* **EXERCISE REQUIREMENTS**: Give back the data in full. Leave nothing out.

* **TASK MATERIAL**:
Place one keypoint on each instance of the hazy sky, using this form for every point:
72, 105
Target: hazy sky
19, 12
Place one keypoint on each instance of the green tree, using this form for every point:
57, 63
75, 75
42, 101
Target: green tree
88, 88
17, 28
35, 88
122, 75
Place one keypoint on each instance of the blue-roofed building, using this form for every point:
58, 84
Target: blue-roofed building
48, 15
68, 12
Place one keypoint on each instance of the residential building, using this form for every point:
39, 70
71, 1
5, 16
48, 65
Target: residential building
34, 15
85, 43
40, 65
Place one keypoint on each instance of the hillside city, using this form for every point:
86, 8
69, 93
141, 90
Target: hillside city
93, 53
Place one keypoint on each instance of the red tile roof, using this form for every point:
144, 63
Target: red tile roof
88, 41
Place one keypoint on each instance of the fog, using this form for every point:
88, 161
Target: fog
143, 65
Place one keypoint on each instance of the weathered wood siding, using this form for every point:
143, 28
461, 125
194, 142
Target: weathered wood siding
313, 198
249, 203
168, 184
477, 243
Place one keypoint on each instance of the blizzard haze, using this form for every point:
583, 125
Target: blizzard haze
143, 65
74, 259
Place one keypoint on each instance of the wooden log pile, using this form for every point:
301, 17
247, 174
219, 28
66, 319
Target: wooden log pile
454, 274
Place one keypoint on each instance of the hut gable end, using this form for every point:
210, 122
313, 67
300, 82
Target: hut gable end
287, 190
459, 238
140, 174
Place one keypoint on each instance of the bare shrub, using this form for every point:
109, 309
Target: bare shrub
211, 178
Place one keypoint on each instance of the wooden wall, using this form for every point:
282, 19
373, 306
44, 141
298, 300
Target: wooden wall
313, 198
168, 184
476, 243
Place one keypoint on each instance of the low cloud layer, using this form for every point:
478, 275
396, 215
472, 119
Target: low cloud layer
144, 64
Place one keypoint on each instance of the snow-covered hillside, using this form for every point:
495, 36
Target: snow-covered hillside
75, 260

* **RESPONSE TO THIS EXERCISE**:
Place one keypoint on each instance of the hazy sky, using this form for every point:
72, 105
Target: hazy sky
19, 12
Place one keypoint on each instance of the green tree, using this form for every point:
57, 63
75, 75
42, 101
Target: green tree
88, 88
17, 28
35, 88
122, 75
Place one keypoint on each instance of the blue-roofed building, using this form for every point:
58, 84
Target: blue-roofed building
48, 15
68, 12
Place one keypoint on each instance of the residential building, using this form for every point:
39, 70
71, 1
5, 16
48, 65
Target: residential building
34, 15
85, 43
40, 65
Place one keypoint on each instance of the hillside city, using this form for every point:
86, 8
69, 93
141, 90
Target: hillside city
93, 53
Place one keypoint on each instance of the red tile roof, using this form for every point:
144, 63
Target: red tile roof
88, 41
Place one keypoint on each instance of the fog, using this form for every point:
88, 161
Target: fog
143, 65
Place one keypoint on each instance of the weathered wood siding, using this form for every point:
143, 28
461, 125
194, 142
Target: weathered wood siding
313, 198
249, 203
168, 184
477, 243
Place one keypoint on each instance of the blizzard haze, using this form for every point:
583, 125
Target: blizzard haze
143, 65
74, 259
Place one keypoint on each instance of the wooden log pile, using this form for every point:
301, 17
247, 174
219, 28
66, 319
Target: wooden log pile
454, 274
Place one keypoint on each instance of the hut gable end, using this form for every point:
210, 122
313, 67
300, 82
Target: hut gable end
287, 190
459, 238
140, 174
Place one keypoint on each instance of the bare shrub, using this form for every point:
109, 309
Target: bare shrub
211, 178
Place one keypoint on each instance of the wooden wall, using this form for every point:
282, 19
373, 306
44, 141
298, 300
Target: wooden wall
313, 198
168, 184
476, 243
Place one keypoint on each instance of the low cloud layer, using this form for every point:
478, 275
396, 215
472, 119
Target: low cloud layer
144, 64
Place one keypoint on each instance of the snow-covered hillside, using this form for every point:
495, 36
Target: snow-covered hillside
75, 260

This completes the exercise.